* [Excerpted passage]
------------------------------------------------------------------------
How much speedup you get probably large depends on how will you implement the sorts: they need to be fast and cache sensitive. Almost certainly some type of cache-aware radix sort will work best.
Here are some notes on ways to improve this further:
Optimize the amount of sorting
You don't actually need to fully sort b. You just want to sort it "enough" such that the subsequent reads of a under the control of b' are more or less linear. For example, 16 elements fit in a cache line, so you don't need to sort based on the last 4 bits at all: the same linear sequence of cache lines will be read anyways. You could also sort on even fewer bits: e.g., if you ignored the 5 least-significant bits, you'd read cache lines in an "almost linear" way, sometimes swapping two cache lines from the perfectly linear pattern like: 0, 1, 3, 2, 5, 4, 6, 7. Here, you'll still get the full benefit of the L1 cache (subsequent reads to a cache line will always hit), and I suspect such a pattern would still be prefetched well and if not you can always help it with software prefetching.
You can test on your system what the optimal number of ignored bits is. Ignoring bits has two benefits:
Less work to do in the radix search, either from fewer passes needed or needing fewer buckets in one or more passes (which helps caching).
Potentially less work to do to "undo" the permutation in the last step: if the undo by examining the original index array b, ignoring bits means that you get the same savings when undoing the search.
Cache block the work
The above description lays out everything in several sequential, disjoint passes that each work on the entire data set. In practice, you'd probably want to interleave them to get better caching behavior. For example, assuming you use an MSD radix-256 sort, you might do the first pass, sorting the data into 256 buckets of approximately 256K elements each.
Then rather than doing the full second pass, you might finish sorting only the first (or first few) buckets, and proceed to do the read of a based on the resulting block of b'. You are guaranteed that this block is contiguous (i.e., a suffix of the final sorted sequence) so you don't give up any locality in the read, and your reads will generally be cached. You may also do the first pass of de-permuting o' since the block of o' is also hot in the cache (and perhaps you can combine the latter two phases into one loop).
------------------------------------------------------------------------
* [Exercise tasks]
a) In the passage on cache-aware sorting, list the cache line numbers of the example "almost linear" read pattern, in their stated order.
b) Extend the passage on cache-aware sorting past its last sentence.

* [Dataset content]
------------------------------------------------------------------------
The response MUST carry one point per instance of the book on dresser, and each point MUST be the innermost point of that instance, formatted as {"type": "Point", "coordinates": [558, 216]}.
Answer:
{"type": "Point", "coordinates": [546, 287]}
------------------------------------------------------------------------
* [Task answers]
a) 0, 1, 3, 2, 5, 4, 6, 7

b)
Smart De-permutation
One area for optimization is how exactly the de-permutation of o' is implemented. In the description above, we assume some index array i initially with values [0, 1, 2, ..., max_q] which is sorted along with b. That's conceptually how it works, but you may not need to actually materialize i right away and sort it as auxillary data. In the first pass of the radix sort, for example, the value of i is implicitly known (since you are iterating through the data), so it could be calculated for free4 and written out during the first pass without every having appeared in sorted order.
There may also be more efficient ways to do the "unsort" operation than maintaining the full index. For example, the original unsorted b array conceptually has all the information needed to do the unsort, but it is clear to me how to use to efficiently unsort.
Is it be faster?
So will this actually be faster than the naive approach? It depends largely on implementation details especially including the efficiency of the implemented sort. On my hardware, the naive approach is processing about ~140 million elements per second. Online descriptions of cache-aware radix sorts seem to vary from perhaps 200 to 600 million elements/s, and since you need two of those, the opportunity for a big speedup would seem limited if you believe those numbers. On other hand, those numbers are from older hardware, and for slightly more general searches (e.g,. for all 32 bits of the key, while we may be able to use as few as 16 bits).
Only a careful implementation will determine if it is feasible, and feasibility also depends on the hardware. For example, on hardware that can't sustain as much MLP, the sorting-unsorting approach becomes relatively more favorable.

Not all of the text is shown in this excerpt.